→ **Problem statement**
Pick up the press release on pesticide contamination in midwestern tap water after its final sentence and keep writing it.

→ **Page text**

For Immediate Release: 
Wednesday, August 13, 1997

Washington, D.C. Aug. 12, 1997 - Mounting concern over long term health risks and the skyrocketing cost of water treatment associated with pesticide contaminated tapwater in hundreds of midwestern towns has forged an unprecedented alliance between water utilities, engineers, and chemists, and environmental protection groups.

Today the new alliance called on pesticide companies that manufacture the weed killers, and the Federal government, to take steps to make sure the chemicals do not get into water.

The new collaboration, between groups that have often been at odds on tap water issues in the past, coincides with the release of a new Environmental Working Group (EWG) report on pesticide contamination in midwest tap water.

The new study, the third in a series, reviewed the latest government testing data and unpublished water test results collected by the pesticide industry itself. EWG also worked with local activists in 12 communities to collect tap water samples in Illinois, Ohio, and Missouri, and submitted them to the University of Iowa Hygienic Lab for analysis.

→ **Data extract**
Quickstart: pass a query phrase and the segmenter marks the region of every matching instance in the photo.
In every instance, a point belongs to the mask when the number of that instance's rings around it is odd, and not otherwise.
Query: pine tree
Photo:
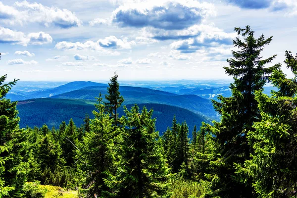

→ **Exercise answer**
The study found that over 10 million people in 374 communities across 12 states were exposed to at least one weed killer in their tap water. One pesticide, atrazine, was found in 96 percent of all surface water systems tested by the pesticide industry itself.

"Hundreds of midwestern communities are exposed, often unknowingly, to multiple pesticides in a single sample of tap water," said EWG analyst Brian Cohen, an author of the study. "We found that over 100 communities drink tap water contaminated by five or more pesticides," Cohen said, noting that ten pesticides were found in a single glass of tap water sampled in Williamsburg, Ohio, a suburb of Cincinnati.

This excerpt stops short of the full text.